===== Passage provided =====

LTFRB-10 regional director Aminodin Guro was quick to the draw, saying he would create an inter-agency task force to assist his office to run after illegal operation of taxicabs. Aside from the LTFRB, the said task force would be composed of representatives from the Land Transportation Office, Philippine National Police-Highway Patrol Group, Cagayan de Oro City Police Office and, the City Hall’s Roads and Traffic Administration.

In effect, Guro has absolved himself from any accountability and presumptuously assumed an authority over law enforcers from other agencies that would compose the task force he would create. Perhaps he is unaware this would require a memorandum of agreement among the heads of agencies to be involved in combating the operation of colorum taxicabs. 

In fact, Abaday, in an interview in ABS-CBN North Mindanao’s Pamahaw Especial Tuesday,said the City Council has passed a resolution that requested the Land Transportation Franchising and Regulatory Board Central Office to create an inter-agency task force to combat colorum taxicabs.   

He said he has also sponsored an ordinance that would prohibit the operation of colorum public utility vehicles in the city, adding the same should be integrated into the city’s traffic integrated plan. 

Meantime, Guro focused on some 2,770 taxicabs belonging to operators with franchises by inspecting these units for an inventory of franchises or “tagging operation” for three days and “counter-checking” if the body numbers which the LTFRB gave are still being used. 

After three days, everything appears to be in order. Since the LTFRB-10 publicized the “tagging operation,” it also has the responsibility to informed the public of the result of the three-day inventory of franchises issued to operators. 

Instead, the LTFRB-10 announced it “has granted and issued provisional authority to 60 units of the Bugo Taxi Operators and Drivers Inc. (Butodi)” to legitimize the illegal operation of taxicabs. The agency’s press statement claimed that Butodi is “a corporation that applied for an extension of validity with substitution of units and consolidation of cases of its Certificate of Public Convenience under MC 2018-010 filed on July 10, 2019.”

===== Entries =====

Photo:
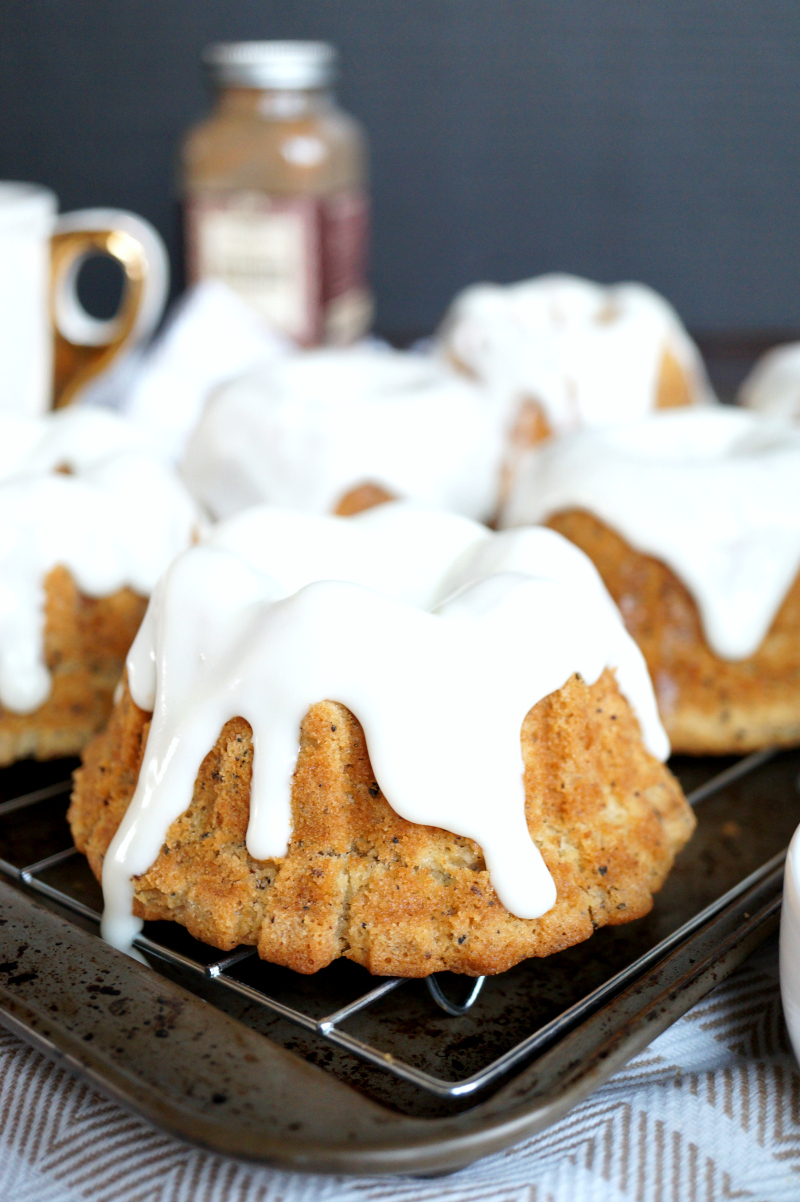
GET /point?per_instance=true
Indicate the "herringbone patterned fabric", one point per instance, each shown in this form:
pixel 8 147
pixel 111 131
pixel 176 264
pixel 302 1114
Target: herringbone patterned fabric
pixel 710 1111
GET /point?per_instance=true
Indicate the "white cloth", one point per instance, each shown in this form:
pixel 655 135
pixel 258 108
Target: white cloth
pixel 708 1112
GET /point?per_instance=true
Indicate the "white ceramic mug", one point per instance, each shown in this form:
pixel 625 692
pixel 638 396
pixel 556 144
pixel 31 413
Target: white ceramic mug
pixel 49 346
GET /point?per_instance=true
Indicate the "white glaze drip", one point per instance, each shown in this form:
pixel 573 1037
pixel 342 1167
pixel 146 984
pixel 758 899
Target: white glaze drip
pixel 117 519
pixel 714 493
pixel 440 637
pixel 310 427
pixel 589 355
pixel 774 385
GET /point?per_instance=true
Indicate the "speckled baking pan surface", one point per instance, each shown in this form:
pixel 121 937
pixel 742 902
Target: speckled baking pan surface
pixel 345 1072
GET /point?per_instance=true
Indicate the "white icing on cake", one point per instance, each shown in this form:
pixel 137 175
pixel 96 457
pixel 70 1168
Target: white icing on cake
pixel 589 355
pixel 436 634
pixel 118 518
pixel 774 385
pixel 310 427
pixel 714 493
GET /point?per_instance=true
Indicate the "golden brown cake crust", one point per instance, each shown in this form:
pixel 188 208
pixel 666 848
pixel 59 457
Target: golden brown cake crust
pixel 85 643
pixel 708 704
pixel 360 498
pixel 362 882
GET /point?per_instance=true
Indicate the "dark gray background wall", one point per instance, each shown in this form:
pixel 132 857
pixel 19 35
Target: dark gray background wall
pixel 655 140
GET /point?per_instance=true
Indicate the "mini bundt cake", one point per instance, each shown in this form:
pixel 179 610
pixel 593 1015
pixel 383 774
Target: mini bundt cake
pixel 396 738
pixel 90 521
pixel 561 353
pixel 693 522
pixel 338 430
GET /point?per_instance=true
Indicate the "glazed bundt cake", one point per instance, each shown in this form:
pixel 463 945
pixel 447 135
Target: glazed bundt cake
pixel 398 738
pixel 90 521
pixel 693 522
pixel 561 353
pixel 338 430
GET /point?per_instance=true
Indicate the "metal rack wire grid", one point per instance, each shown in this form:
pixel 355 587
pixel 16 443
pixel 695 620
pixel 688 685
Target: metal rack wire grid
pixel 329 1027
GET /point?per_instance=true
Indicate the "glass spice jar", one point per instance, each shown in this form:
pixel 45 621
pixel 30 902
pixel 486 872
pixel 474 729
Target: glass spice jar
pixel 275 191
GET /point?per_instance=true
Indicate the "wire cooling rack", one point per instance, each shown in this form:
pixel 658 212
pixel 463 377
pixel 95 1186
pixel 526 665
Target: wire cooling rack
pixel 724 857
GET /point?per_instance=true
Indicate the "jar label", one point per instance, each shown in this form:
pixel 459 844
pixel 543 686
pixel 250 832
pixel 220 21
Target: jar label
pixel 299 261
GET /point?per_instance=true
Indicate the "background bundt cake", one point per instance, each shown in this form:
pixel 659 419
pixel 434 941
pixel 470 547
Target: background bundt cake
pixel 90 519
pixel 693 523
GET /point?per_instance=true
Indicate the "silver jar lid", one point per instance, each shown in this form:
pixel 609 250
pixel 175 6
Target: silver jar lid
pixel 272 64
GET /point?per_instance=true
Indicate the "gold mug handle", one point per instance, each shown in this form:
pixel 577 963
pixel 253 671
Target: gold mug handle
pixel 87 346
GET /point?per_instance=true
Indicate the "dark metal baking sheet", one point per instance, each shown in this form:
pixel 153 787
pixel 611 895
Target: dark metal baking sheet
pixel 239 1078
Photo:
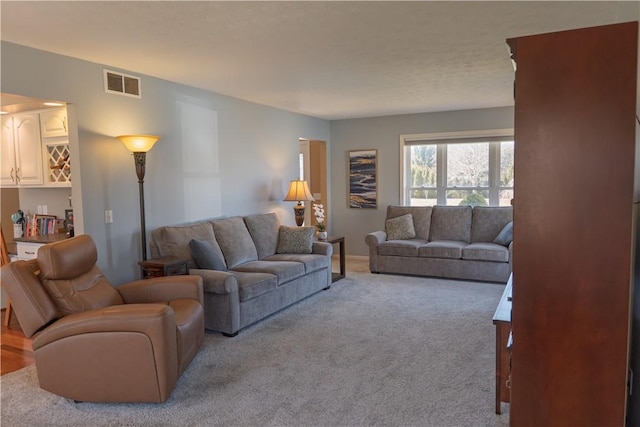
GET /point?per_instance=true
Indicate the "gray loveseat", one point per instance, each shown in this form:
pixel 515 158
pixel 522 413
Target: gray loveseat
pixel 458 242
pixel 251 266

=====

• [Problem]:
Write the next few paragraphs of the commentary on colorum taxicabs in Cagayan de Oro, starting after its final sentence.

• [Expected answer]:
With this, we expect Butodi has documentary requirements that include its registration with the Board of Investments, business trade name registration with the Department of Trade and Industry, business permit and proof that the application was subjected to a public hearing. 

Now, all taxicabs that have been operating illegally—numbering about 3,000, according to City Councilor Abaday—have a way out. 

With this, Mediakonek wonders why that task force should still be created when colorum taxicabs no longer exist, by then, due to Guro’s maneuvering of an LTFRB memorandum circular. The provisional authority has Nov. 23, 2019, to June 30, 2019, as its validity. 

By then, all Butodi units must comply with the Omnibus Franchising Guidelines (OFG) set under LTFRB Memorandum Circular 2017-011, Board’s Memorandum Circular 2018-008 and Consolidation of Franchise Holders in compliance with Department Order No. 2017-011. 

While the LTFRB-10 has its hands full in the process of legitimizing illegal operation of taxicabs, several operators of taxicabs in the city have seriously been considering strategies so that they could send all their units to the streets and sustain their businesses afloat.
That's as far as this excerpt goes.